### TEXTABSCHNITT
☆ ☆ ☆ ☆ ☆ ☆ ☆

Den Kaffeekessel, der explodiert, schickt man zum Klempner, den Menschen ins Gefängnis. Eine Weile hat man sich vorgestellt, der Mensch könne die Gelegenheit benutzen, sich im Gefängnis zu bessern. Man hat aber die Erfahrung gemacht, daß von dieser Gelegenheit höchst selten Gebrauch gemacht wird, daß der Mensch vielmehr in den meisten Fällen völlig verdorben zur Menschheit zurückkehrt.“

Sling, “Der Mensch, der schiesst”, Lilienfeld Verlag, 2014.

In diesem Artikel vom 25. August 1926 wird deutlich, was das journalistische Credo von Paul Schlesinger, kurz Sling, war, wie er den Menschen sah, vor allem aber auch, wie er das Justizsystem seiner Zeit beurteilte. Schlesinger, geboren 1878 in Berlin, hatte bereits genügend Lebenserfahrung gesammelt, als er mit Gerichtsreportagen begann: Er war zuvor unter anderem Kaufmannslehrling, Kabarettist, Musikkritiker und Kriegsberichterstatter gewesen. Also mit allen Wasser gewaschen und die Feuertaufe überstanden: Günstige Voraussetzungen für einen, der sich auch nicht von der Justiz der Weimarer Republik einschüchtern ließ. Und der sich ebenfalls nicht blenden ließ von großen Auftritten und kleinen Gangstern im Gerichtssaal.

☆ ☆ ☆ ☆ ☆ ☆ ☆

### DATENSATZ
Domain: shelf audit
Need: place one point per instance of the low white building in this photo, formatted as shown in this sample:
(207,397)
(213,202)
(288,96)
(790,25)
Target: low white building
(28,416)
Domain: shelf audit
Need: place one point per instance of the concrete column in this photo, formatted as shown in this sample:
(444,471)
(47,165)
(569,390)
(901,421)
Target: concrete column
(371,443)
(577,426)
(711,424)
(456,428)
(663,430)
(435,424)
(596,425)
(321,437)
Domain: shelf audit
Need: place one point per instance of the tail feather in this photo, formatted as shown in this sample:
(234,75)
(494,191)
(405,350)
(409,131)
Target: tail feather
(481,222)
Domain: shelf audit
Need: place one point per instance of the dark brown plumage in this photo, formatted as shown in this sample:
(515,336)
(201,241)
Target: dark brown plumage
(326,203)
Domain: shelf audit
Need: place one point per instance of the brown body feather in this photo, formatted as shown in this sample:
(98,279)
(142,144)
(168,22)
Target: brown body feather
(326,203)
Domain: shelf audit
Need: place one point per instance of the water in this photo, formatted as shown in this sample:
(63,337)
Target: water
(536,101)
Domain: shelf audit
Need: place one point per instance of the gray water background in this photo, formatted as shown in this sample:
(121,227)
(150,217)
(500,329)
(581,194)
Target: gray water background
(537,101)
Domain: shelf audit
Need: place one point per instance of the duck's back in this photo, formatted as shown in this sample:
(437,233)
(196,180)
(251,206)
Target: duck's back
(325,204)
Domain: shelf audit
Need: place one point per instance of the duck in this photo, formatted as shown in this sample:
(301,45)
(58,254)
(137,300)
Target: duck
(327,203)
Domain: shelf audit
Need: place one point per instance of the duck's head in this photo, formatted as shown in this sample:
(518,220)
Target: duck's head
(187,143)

☆ ☆ ☆ ☆ ☆ ☆ ☆

### AUFGABE
Was war Paul Schlesinger laut dem Textabschnitt über Sling schon alles gewesen, bevor er mit Gerichtsreportagen anfing?

### MUSTERLÖSUNG
Er war unter anderem Kaufmannslehrling, Kabarettist, Musikkritiker und Kriegsberichterstatter gewesen.